Data records:
──────────

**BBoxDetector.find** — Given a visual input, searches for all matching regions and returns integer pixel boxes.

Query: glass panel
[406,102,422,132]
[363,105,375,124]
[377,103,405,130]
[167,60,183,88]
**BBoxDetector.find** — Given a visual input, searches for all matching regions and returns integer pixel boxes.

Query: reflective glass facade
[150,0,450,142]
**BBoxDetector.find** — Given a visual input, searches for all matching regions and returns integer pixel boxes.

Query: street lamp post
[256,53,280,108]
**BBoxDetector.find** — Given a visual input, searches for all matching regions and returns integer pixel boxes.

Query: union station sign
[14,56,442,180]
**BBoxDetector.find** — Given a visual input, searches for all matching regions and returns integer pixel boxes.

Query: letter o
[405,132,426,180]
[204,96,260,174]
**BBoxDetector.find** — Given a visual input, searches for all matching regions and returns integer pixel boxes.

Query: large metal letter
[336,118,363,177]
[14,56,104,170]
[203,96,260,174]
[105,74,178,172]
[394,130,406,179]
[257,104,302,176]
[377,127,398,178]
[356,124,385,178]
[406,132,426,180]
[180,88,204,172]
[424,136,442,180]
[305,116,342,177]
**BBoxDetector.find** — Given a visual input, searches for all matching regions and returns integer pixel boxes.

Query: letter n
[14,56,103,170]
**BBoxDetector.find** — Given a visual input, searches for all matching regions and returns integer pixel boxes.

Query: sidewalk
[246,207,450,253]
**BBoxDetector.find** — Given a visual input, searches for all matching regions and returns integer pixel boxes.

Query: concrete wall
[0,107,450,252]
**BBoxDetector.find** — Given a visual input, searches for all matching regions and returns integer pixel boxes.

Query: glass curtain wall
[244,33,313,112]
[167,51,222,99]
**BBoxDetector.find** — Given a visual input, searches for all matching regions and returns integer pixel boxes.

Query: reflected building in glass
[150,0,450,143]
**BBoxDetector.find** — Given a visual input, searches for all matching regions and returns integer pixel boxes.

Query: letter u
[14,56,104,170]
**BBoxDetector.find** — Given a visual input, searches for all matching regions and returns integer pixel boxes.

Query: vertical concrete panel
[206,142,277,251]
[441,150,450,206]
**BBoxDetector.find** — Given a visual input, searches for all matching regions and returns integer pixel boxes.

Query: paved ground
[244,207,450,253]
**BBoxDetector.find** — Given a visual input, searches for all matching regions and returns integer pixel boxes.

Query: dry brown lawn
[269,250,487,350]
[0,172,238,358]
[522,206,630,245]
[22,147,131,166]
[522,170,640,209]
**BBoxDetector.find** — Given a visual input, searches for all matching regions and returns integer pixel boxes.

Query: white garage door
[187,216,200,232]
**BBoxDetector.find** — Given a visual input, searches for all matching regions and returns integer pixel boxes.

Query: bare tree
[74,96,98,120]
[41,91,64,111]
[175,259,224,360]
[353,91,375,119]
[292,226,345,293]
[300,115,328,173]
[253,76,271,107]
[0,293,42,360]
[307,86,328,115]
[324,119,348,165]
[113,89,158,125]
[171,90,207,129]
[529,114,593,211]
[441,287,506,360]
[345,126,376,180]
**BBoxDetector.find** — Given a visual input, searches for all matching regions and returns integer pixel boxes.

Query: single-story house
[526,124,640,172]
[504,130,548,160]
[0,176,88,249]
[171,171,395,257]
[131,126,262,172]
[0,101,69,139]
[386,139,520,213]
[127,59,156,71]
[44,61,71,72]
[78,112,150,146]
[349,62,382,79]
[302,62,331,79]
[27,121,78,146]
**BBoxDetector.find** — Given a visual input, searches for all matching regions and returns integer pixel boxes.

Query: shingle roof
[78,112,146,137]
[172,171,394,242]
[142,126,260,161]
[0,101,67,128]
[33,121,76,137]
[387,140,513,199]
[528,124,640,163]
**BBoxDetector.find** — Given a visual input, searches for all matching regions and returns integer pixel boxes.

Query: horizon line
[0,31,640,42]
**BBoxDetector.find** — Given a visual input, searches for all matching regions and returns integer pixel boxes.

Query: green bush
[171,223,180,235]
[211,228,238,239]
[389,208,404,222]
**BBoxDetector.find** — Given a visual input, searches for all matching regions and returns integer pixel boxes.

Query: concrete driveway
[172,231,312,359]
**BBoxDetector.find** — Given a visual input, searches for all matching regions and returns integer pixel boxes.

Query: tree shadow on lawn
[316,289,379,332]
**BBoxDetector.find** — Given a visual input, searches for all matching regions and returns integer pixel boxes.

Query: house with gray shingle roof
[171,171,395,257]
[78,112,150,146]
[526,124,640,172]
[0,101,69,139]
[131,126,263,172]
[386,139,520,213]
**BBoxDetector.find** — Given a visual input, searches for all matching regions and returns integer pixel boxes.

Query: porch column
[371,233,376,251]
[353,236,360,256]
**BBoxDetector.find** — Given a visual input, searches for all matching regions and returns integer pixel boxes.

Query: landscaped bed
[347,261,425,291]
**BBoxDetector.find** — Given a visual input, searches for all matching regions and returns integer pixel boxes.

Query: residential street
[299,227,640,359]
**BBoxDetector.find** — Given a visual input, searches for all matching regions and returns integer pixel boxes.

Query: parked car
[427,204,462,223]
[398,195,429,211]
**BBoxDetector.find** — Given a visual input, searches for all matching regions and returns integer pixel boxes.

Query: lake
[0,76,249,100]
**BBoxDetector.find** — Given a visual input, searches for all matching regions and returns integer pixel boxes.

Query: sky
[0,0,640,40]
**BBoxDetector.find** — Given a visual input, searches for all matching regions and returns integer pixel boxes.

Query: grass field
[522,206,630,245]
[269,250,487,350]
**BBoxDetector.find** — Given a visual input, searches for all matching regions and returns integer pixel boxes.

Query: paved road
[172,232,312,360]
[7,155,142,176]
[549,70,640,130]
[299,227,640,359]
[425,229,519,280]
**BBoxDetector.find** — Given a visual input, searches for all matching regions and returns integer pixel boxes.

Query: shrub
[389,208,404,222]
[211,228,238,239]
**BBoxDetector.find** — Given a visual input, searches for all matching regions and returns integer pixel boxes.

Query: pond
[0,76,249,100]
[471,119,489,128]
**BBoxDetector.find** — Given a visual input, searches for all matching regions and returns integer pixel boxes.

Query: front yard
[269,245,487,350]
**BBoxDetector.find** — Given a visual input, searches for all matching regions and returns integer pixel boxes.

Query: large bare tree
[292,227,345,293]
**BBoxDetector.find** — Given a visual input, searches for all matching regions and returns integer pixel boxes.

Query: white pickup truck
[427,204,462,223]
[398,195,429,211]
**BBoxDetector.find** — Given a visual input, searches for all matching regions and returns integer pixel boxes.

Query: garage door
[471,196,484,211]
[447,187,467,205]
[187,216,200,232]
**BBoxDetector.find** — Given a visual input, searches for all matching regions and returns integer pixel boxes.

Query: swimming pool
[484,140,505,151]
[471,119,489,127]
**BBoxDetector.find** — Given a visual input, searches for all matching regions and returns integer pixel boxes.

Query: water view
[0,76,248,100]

──────────

Recast the records as a Markdown table with the columns Row and Line. Begin at the first line of the records, stop after the line that contains "[204,96,260,174]", and leave out blank lines.

[THE ANSWER]:
| Row | Line |
|---|---|
| 1 | **BBoxDetector.find** — Given a visual input, searches for all matching regions and returns integer pixel boxes. |
| 2 | Query: glass panel |
| 3 | [406,102,422,132] |
| 4 | [363,105,375,124] |
| 5 | [377,103,405,130] |
| 6 | [167,60,183,88] |
| 7 | **BBoxDetector.find** — Given a visual input, searches for all matching regions and returns integer pixel boxes. |
| 8 | Query: reflective glass facade |
| 9 | [150,0,450,142] |
| 10 | **BBoxDetector.find** — Given a visual input, searches for all matching regions and returns integer pixel boxes. |
| 11 | Query: street lamp post |
| 12 | [256,53,280,108] |
| 13 | **BBoxDetector.find** — Given a visual input, searches for all matching regions and returns integer pixel boxes. |
| 14 | Query: union station sign |
| 15 | [14,56,442,180] |
| 16 | **BBoxDetector.find** — Given a visual input, searches for all matching regions and returns integer pixel boxes. |
| 17 | Query: letter o |
| 18 | [405,132,426,180] |
| 19 | [204,96,260,174] |